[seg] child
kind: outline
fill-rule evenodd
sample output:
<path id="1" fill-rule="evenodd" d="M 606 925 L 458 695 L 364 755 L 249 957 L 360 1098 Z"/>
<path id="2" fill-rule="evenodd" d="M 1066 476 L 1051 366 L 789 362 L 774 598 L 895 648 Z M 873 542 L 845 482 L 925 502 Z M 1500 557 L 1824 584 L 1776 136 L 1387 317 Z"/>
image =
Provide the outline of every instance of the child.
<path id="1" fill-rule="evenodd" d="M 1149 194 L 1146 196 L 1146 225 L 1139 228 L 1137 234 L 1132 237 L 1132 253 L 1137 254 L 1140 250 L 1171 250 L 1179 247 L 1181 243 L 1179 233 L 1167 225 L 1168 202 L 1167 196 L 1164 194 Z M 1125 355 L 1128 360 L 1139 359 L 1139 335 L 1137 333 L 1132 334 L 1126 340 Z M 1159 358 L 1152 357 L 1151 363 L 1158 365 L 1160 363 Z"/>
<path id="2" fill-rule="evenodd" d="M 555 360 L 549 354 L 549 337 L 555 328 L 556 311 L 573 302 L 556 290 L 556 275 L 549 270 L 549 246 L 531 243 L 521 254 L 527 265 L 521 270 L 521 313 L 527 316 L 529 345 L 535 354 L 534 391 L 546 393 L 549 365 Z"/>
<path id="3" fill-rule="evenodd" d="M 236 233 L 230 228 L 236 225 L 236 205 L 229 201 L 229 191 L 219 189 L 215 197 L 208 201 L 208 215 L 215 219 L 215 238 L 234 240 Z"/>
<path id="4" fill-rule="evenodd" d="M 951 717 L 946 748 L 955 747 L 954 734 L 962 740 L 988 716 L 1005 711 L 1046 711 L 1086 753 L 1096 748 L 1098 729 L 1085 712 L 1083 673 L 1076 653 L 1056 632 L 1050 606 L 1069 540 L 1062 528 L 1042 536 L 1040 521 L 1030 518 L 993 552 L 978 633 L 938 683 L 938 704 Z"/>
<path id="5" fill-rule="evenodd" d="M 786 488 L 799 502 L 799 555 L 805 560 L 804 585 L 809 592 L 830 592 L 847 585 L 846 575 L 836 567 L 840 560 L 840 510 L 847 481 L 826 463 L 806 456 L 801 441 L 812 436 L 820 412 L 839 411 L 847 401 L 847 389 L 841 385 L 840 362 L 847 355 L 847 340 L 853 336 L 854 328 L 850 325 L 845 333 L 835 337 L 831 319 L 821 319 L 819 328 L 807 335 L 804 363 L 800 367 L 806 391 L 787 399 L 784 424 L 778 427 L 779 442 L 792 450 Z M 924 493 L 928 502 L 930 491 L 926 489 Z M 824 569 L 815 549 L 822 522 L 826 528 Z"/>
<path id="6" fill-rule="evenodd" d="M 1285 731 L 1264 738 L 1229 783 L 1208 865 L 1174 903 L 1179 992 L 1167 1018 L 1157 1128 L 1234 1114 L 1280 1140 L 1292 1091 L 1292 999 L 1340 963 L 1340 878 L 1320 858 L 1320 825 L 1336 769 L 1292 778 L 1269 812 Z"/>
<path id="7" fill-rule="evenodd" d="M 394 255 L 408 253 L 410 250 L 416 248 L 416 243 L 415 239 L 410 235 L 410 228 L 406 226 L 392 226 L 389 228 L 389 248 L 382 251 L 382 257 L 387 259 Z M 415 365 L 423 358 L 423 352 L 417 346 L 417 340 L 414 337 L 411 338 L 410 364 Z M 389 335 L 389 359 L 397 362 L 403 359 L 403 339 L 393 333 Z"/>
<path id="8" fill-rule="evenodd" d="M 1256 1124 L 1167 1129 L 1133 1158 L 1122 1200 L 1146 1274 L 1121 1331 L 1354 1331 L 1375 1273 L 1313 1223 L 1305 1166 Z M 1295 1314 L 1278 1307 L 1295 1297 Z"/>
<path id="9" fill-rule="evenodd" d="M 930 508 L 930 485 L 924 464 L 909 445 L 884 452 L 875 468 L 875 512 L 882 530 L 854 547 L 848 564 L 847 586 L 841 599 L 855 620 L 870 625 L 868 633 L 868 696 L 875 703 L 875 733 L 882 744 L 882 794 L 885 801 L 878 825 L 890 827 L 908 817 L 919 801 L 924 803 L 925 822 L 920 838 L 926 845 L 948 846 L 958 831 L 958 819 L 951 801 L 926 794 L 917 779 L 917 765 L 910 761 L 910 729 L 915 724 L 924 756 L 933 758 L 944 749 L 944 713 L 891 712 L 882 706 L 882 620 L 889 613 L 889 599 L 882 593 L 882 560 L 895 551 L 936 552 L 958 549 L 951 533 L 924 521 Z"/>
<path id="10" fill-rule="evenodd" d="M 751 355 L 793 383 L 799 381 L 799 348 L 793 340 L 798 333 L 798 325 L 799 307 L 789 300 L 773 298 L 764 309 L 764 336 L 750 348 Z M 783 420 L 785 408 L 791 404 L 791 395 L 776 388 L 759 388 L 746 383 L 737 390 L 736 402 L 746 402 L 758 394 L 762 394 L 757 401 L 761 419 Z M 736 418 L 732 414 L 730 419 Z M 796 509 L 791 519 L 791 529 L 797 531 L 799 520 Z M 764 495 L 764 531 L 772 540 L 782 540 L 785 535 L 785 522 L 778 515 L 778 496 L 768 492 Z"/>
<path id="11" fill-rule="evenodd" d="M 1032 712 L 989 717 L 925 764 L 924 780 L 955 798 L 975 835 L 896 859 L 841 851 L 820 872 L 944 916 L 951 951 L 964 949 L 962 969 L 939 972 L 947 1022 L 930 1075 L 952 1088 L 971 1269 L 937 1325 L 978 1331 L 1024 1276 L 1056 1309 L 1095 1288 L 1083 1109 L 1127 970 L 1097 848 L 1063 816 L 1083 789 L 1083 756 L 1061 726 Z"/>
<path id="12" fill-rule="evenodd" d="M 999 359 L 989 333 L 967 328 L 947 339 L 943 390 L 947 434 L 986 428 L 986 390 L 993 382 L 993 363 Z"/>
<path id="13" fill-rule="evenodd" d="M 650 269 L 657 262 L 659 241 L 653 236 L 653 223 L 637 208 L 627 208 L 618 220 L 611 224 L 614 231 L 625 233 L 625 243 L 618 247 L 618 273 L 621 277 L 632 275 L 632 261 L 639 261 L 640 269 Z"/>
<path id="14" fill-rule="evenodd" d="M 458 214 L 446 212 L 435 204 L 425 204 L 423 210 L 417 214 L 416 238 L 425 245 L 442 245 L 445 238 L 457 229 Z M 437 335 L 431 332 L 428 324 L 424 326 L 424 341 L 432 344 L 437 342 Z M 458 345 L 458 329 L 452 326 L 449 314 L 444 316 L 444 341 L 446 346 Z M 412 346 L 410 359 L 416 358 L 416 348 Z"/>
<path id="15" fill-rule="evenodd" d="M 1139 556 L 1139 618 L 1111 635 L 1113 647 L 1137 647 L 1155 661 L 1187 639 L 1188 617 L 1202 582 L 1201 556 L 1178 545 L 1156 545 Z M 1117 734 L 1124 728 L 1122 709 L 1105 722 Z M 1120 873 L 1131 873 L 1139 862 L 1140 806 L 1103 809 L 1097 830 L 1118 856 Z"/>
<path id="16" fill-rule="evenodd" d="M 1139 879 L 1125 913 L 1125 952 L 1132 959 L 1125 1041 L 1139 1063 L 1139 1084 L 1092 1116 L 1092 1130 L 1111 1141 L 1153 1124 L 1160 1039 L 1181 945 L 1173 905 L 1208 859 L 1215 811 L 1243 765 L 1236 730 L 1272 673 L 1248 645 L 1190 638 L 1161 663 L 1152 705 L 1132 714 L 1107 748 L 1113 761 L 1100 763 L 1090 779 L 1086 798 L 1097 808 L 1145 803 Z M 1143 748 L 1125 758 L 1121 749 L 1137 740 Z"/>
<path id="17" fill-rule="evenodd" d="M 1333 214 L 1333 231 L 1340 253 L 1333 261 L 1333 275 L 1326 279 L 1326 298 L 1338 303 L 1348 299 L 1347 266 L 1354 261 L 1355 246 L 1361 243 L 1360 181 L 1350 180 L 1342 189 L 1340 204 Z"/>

**BRIEF**
Copy out each line of the listing that holds the word "outline".

**THE COMPLETED TASK**
kind: outline
Provide the outline of every instance of the child.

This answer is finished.